■ **ASSIGNED TASK 1**:
Summarize the McDonald's sales article in two sentences.
■ **ASSIGNED TASK 2**:
Retype the stretch of the McDonald's sales article from "Before March, McDonald’s" through "were down 3.4%.", keeping every word and punctuation mark unchanged.
═════ EXERCISE PASSAGE ═════
McDonald’s was enjoying a great start to 2020 but that all changed once the Covid-19 pandemic hit Europe and the United States.
The fast food giant reported Wednesday that sales at restaurants open at least a year plunged more than 22% in March, led by a nearly 35% decline in its internationally operated markets.
Sales at American restaurants open at least a year fell 13.4% in March, even though nearly all of its locations in America are still up and running.
US sales held up better while European sales plunged
McDonald’s (MCD) said that 75% of its restaurants worldwide are operating but that France, Italy, Spain and the United Kingdom have fully closed all restaurants.
Before March, McDonald’s said that US comparable sales at restaurants open at least a year were up 8% during the first quarter while international sales rose more than 7%.
Because of the stunning drop in March, McDonald’s said that US sales rose only 0.1% for the entire first quarter – and total sales were down 3.4%.
“This unprecedented situation is changing the world we live in, and we will need to adapt to a new reality in its aftermath,” said McDonald’s CEO Chris Kempczinski in a statement.
He added that the company is now shifting to focus on more on drive-thru, take-out and delivery orders as opposed to people sitting in the restaurants to eat.
McDonald’s had no supply chain disruptions so far, despite the outbreak. Kempczinski said.
McDonald’s is continuing to receive a steady stream of food, packaging, toys for Happy Meals and other equipment and that it is “working closely with suppliers on contingency planning.”
Kempczinski also acknowledged that the coronavirus outbreak was hitting McDonald’s small business franchisee owners particularly hard and he vowed to help support these partners.
“We will continue to work with franchisees around the world to evaluate operational feasibility,” Kempcinski said.
Cutting back on expenses to support store owners
McDonald’s said it was suspending its stock buyback program and raising $6.5 billion through debt sales. The company also plans to reduce capital spending in 2020 and open fewer restaurants in most markets around the globe.
McDonald’s did not say it would suspend or cut its dividend payments to shareholders, however.
That could become a public relations problem considering that many small businesses will need government support in light of the economic slowdown caused by the coronavirus outbreak.
Stifel analyst Chris O’Cull noted in a report Wednesday that the company paid $3.6 billion in dividends last year and that “politically, it may be difficult for McDonald’s to continue to pay a hefty dividend, while its franchisees accept federal government financial support.”
Shares of McDonald’s rose slightly on Wednesday – lagging the gains of the broader market. The stock is down more than 10% this year, but that’s not as bad as the Dow’s nearly 20% drop.
═════ DATASET EXCERPTS ═════
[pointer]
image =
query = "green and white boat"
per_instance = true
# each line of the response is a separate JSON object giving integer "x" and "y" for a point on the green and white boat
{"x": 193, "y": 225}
═════
═════ DATASET EXCERPTS ═════
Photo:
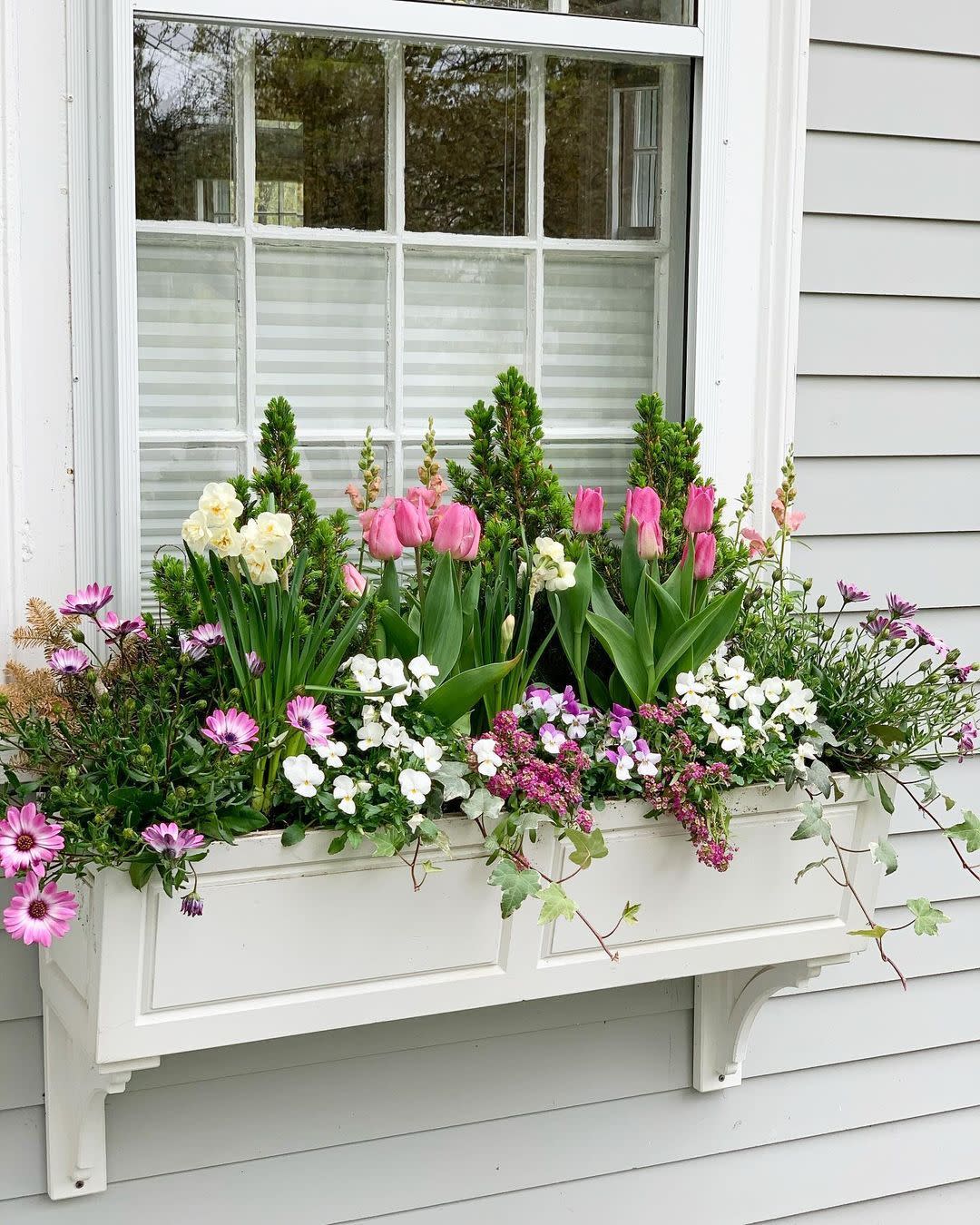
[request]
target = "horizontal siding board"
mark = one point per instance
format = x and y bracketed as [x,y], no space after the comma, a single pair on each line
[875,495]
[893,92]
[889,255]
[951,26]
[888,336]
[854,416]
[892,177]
═════
═════ DATASET EXCERPTS ═════
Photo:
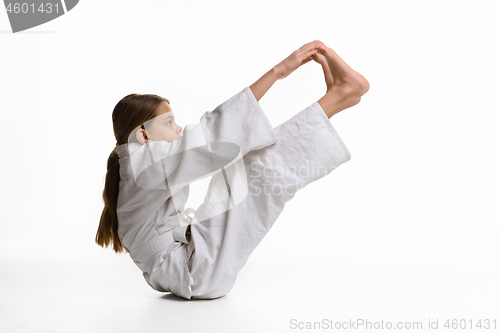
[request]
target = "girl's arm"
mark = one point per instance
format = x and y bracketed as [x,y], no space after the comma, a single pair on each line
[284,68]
═════
■ **YOUR RESPONSE 1**:
McDonald's sales at restaurants open at least a year fell more than 22% in March after the Covid-19 pandemic hit, with a nearly 35% drop in its internationally operated markets and a 13.4% drop in the US, leaving US sales up only 0.1% for the first quarter. The company is shifting its focus to drive-thru, take-out and delivery, suspending its stock buyback, raising $6.5 billion through debt sales and cutting capital spending, but it did not say it would suspend or cut its dividend.

■ **YOUR RESPONSE 2**:
Before March, McDonald’s said that US comparable sales at restaurants open at least a year were up 8% during the first quarter while international sales rose more than 7%.
Because of the stunning drop in March, McDonald’s said that US sales rose only 0.1% for the entire first quarter – and total sales were down 3.4%.